━━ GIVEN RECORDS

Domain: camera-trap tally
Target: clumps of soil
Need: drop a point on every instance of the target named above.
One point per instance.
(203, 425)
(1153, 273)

━━━━

● **WRITTEN TASK**
Copy the records again, replacing "clumps of soil" with "patches of moss" and leaving all other text unchanged.

● **ANSWER TO THIS PROBLEM**
Domain: camera-trap tally
Target: patches of moss
Need: drop a point on every instance of the target named above.
One point per instance.
(203, 425)
(1153, 273)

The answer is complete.